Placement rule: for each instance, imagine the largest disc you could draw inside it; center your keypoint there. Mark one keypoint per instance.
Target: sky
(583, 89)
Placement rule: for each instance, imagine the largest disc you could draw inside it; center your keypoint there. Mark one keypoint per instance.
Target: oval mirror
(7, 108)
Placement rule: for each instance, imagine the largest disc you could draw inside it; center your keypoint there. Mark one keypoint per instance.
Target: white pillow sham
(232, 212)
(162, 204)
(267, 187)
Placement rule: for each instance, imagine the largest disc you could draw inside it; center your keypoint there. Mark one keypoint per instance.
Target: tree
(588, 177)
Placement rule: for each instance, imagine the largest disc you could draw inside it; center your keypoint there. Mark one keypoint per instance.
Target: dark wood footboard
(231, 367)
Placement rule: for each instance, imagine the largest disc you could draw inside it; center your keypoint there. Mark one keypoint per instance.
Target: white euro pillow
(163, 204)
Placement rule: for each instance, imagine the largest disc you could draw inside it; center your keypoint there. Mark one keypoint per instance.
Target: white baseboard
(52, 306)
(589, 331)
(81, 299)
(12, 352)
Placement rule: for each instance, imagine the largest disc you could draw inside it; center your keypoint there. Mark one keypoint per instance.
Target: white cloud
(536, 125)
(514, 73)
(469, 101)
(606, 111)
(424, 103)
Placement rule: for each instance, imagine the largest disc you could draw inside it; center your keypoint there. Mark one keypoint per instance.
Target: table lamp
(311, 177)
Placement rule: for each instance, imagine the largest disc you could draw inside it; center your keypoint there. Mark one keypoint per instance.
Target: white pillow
-*-*-
▶ Set task:
Repeat all of the records above exactly as written.

▶ Complete output:
Placement rule: for each instance, imagine the largest disc you could draw inside it; center your keypoint there. Mark one keypoint per instance.
Target: sky
(583, 89)
Placement rule: for each instance, imagine the largest disc you could draw inside it; center your keypoint there. Mark one keypoint per instance.
Target: oval mirror
(7, 108)
Placement rule: for each instance, imagine the largest disc you could draw inside it; center your keypoint there. Mark one keypoint per instance.
Target: white pillow sham
(232, 212)
(162, 204)
(267, 187)
Placement rule: for each instance, imagine the largest disc you could draw inside it; center your keypoint there. Mark one keypoint per instance.
Target: tree
(588, 177)
Placement rule: for each instance, imagine the largest disc you could draw inside it; center your keypoint there. Mark one keypoint per instance.
Target: dark wood footboard
(231, 367)
Placement rule: for each instance, imagine the largest disc you could draw inside it; center your keypoint there. Mark one keypoint per instance.
Target: white euro pillow
(163, 204)
Placement rule: for each instance, imagine the largest disc you could draw inside it; center your keypoint there. Mark one keypoint per instance.
Target: white baseboard
(52, 306)
(589, 331)
(81, 299)
(12, 352)
Placement rule: for each instance, imagine the largest disc you could draw inside it; center your keypoint there. Mark one keypoint per instance.
Target: white cloud
(536, 125)
(514, 73)
(469, 101)
(606, 111)
(424, 103)
Placement rule: for each instance, imagine the largest disc you could draw inside it; center your keypoint there. Mark one keypoint per instance.
Target: table lamp
(311, 177)
Placement rule: for each instance, imagine the largest disc you could draw inside it; center your keypoint there. Mark one keypoint per instance.
Target: white pillow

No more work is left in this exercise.